» WORK ITEM: The line containing "mark: the fish scale, one point per instance" marks the end: restate word for word every line from the first line of the entries below through that one.

(Records from a dataset)
- - -
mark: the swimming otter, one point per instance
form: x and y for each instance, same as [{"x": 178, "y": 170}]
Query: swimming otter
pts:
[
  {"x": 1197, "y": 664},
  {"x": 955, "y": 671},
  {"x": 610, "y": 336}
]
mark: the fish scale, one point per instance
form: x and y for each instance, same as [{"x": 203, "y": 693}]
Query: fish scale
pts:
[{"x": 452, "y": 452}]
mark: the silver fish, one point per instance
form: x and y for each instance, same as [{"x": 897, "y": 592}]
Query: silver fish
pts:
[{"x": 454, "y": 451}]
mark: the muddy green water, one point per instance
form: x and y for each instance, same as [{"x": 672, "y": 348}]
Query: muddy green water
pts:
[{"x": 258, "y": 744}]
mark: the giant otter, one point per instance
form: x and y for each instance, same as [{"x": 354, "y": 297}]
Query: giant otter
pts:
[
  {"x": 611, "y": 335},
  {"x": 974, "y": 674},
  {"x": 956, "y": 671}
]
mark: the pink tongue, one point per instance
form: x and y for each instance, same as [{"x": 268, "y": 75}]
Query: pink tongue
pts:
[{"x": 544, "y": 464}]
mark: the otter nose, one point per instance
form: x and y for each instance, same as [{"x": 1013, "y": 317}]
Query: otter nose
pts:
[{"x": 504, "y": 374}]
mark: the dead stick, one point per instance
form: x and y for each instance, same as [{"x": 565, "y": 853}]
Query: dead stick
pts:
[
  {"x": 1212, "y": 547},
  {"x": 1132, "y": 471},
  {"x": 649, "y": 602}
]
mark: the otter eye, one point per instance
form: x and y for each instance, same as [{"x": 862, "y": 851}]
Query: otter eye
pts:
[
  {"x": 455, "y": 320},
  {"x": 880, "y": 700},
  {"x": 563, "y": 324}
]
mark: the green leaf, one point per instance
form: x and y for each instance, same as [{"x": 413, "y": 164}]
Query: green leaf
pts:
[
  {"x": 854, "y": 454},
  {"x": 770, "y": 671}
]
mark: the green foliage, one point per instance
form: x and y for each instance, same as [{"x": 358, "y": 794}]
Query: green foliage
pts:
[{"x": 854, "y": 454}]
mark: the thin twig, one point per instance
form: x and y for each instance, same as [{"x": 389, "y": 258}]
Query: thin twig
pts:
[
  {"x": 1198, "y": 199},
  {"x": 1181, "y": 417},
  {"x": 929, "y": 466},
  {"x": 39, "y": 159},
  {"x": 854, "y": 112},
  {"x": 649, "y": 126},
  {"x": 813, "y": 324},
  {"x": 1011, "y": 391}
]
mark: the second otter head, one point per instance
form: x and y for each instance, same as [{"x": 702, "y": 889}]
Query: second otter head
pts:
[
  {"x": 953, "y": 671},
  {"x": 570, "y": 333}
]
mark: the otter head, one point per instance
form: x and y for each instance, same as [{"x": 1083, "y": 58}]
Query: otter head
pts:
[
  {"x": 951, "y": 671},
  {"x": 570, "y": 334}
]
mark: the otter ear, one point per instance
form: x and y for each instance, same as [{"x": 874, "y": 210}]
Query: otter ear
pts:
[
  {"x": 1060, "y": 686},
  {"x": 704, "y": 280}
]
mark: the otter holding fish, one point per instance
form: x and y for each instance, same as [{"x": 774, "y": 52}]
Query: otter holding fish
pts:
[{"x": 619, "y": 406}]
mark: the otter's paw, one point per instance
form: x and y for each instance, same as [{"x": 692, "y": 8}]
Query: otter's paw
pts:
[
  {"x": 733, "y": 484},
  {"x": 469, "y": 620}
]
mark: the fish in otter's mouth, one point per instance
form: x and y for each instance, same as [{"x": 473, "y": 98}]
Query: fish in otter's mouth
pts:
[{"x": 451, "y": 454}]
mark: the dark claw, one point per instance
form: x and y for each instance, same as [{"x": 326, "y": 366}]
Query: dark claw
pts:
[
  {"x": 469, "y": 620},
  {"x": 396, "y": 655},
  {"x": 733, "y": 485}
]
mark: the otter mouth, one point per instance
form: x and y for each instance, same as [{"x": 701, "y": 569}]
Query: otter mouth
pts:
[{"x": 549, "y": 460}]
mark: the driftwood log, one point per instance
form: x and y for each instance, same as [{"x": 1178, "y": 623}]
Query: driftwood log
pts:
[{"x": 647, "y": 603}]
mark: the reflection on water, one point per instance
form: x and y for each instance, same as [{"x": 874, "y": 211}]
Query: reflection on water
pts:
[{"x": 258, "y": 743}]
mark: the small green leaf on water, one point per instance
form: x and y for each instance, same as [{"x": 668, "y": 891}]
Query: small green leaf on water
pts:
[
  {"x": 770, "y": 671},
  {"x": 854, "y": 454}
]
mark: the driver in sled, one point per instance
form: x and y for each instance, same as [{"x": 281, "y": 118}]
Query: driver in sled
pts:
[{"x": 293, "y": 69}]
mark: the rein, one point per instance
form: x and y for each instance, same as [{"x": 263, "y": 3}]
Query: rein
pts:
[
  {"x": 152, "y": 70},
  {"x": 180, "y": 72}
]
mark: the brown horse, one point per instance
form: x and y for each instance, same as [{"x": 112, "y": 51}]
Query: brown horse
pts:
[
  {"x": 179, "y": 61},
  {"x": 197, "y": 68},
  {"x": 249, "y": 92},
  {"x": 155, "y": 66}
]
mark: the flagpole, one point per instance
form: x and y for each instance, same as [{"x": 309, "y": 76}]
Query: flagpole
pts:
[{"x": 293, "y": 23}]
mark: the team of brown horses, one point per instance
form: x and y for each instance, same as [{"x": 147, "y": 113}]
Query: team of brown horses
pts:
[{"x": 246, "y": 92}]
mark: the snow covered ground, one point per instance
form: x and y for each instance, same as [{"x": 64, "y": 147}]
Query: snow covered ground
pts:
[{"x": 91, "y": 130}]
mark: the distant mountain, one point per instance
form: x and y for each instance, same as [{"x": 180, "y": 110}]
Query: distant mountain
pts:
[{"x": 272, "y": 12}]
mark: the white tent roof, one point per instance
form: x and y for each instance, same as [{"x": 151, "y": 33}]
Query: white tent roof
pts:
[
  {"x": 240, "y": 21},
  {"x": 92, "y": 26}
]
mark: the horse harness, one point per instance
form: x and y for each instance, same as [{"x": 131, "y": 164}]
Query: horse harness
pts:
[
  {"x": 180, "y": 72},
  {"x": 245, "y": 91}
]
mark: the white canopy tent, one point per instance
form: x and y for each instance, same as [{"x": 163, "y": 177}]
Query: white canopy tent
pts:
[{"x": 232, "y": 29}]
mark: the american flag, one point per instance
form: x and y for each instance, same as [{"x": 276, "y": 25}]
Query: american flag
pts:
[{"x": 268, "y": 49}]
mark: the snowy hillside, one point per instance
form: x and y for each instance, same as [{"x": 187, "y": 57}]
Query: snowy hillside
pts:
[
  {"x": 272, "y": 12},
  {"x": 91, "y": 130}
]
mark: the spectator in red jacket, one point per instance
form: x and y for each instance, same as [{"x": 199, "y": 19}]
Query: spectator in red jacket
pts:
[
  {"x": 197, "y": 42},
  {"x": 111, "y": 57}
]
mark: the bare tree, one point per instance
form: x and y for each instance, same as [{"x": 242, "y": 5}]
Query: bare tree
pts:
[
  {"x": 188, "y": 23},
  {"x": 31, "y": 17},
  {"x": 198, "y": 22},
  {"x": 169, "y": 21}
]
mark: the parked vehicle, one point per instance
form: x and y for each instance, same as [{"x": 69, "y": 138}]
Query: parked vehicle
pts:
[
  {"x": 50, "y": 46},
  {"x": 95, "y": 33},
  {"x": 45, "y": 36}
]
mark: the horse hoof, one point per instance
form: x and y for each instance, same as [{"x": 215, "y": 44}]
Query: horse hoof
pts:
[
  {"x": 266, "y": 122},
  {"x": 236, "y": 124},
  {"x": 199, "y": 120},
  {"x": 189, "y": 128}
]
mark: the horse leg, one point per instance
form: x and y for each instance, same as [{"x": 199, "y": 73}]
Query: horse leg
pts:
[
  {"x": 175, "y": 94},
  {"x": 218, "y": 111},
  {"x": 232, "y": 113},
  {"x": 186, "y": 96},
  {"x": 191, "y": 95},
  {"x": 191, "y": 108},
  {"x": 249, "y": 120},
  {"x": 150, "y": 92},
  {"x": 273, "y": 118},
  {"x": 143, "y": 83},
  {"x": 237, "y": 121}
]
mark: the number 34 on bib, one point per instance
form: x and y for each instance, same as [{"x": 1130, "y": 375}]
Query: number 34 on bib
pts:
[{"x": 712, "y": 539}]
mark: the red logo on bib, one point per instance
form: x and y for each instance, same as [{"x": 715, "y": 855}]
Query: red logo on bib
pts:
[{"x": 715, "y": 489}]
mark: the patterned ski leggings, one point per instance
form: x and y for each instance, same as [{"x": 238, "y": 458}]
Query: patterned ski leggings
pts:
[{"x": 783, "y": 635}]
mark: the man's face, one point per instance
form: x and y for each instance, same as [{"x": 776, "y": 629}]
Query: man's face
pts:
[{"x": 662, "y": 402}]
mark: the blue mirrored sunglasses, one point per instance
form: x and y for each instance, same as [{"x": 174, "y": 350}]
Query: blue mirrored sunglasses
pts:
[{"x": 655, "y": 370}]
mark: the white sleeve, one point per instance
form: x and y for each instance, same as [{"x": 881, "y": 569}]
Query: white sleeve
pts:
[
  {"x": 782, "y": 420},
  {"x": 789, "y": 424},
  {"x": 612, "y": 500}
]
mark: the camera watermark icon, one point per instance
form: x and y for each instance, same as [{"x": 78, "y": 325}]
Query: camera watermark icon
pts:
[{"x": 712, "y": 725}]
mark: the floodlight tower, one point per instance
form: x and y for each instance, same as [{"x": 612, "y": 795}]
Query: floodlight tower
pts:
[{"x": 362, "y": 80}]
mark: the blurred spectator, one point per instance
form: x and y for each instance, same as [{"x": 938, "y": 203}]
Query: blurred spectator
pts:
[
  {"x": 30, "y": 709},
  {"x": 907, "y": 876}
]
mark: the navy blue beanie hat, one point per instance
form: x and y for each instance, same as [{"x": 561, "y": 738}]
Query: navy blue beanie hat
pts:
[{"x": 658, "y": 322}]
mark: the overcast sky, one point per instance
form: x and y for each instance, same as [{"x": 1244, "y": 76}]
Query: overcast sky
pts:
- - -
» ANSWER TO THIS PROBLEM:
mark: the swimming otter, one point per instance
form: x and y for each instance, same as [{"x": 178, "y": 170}]
Query: swimming otter
pts:
[
  {"x": 1197, "y": 664},
  {"x": 955, "y": 671},
  {"x": 610, "y": 336}
]
mark: the fish scale, one point per instance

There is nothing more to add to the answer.